BEGIN Data entries

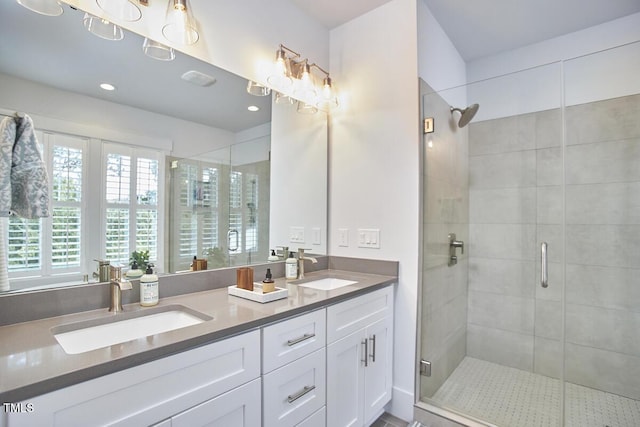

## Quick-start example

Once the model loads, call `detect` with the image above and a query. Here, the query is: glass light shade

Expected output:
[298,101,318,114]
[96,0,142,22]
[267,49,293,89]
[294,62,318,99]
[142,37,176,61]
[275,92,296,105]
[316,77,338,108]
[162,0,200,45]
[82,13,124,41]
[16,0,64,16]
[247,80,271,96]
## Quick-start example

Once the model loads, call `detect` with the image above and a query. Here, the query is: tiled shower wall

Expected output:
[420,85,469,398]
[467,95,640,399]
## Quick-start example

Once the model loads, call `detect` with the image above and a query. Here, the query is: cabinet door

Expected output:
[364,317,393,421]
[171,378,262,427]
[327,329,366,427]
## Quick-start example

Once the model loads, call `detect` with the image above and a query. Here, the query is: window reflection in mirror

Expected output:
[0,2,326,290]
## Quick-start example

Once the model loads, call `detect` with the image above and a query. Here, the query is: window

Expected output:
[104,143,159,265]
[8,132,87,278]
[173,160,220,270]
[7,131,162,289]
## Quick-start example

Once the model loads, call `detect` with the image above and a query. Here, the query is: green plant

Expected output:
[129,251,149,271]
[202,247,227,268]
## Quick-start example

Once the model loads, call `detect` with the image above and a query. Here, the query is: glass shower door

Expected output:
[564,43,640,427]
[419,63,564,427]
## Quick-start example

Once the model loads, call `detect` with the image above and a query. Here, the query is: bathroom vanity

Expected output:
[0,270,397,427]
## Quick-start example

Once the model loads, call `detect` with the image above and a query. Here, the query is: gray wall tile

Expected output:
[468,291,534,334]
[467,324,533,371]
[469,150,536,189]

END Data entries
BEGIN Data entries

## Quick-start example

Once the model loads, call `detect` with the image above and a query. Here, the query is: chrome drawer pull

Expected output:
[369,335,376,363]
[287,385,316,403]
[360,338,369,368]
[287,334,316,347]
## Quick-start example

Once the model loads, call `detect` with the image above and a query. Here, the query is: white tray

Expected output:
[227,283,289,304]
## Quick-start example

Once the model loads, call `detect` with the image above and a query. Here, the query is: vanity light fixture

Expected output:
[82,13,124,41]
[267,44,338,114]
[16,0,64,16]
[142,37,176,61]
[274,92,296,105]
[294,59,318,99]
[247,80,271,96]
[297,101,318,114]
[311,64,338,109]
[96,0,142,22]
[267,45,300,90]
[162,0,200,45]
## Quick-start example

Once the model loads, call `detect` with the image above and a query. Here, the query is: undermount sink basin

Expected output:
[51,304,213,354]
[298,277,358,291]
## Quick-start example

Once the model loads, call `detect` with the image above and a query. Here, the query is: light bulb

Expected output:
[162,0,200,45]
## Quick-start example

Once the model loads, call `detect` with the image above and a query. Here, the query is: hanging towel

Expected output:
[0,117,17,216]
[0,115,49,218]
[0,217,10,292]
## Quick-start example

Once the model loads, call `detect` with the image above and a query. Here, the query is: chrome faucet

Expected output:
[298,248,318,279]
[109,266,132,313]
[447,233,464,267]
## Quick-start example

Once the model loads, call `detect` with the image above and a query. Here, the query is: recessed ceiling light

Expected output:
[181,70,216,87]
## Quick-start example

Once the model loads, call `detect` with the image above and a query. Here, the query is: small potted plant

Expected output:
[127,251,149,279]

END Data entries

Collect every line from the rows above that contains the string "vanity", copying each one in full. Matching is case-sensitive.

Once the model loads, call `detect` with the image above and a query. Here, the query is: bathroom vanity
Once the model loads, call `detect` with the image above and a query. Here, the query is: vanity light fixture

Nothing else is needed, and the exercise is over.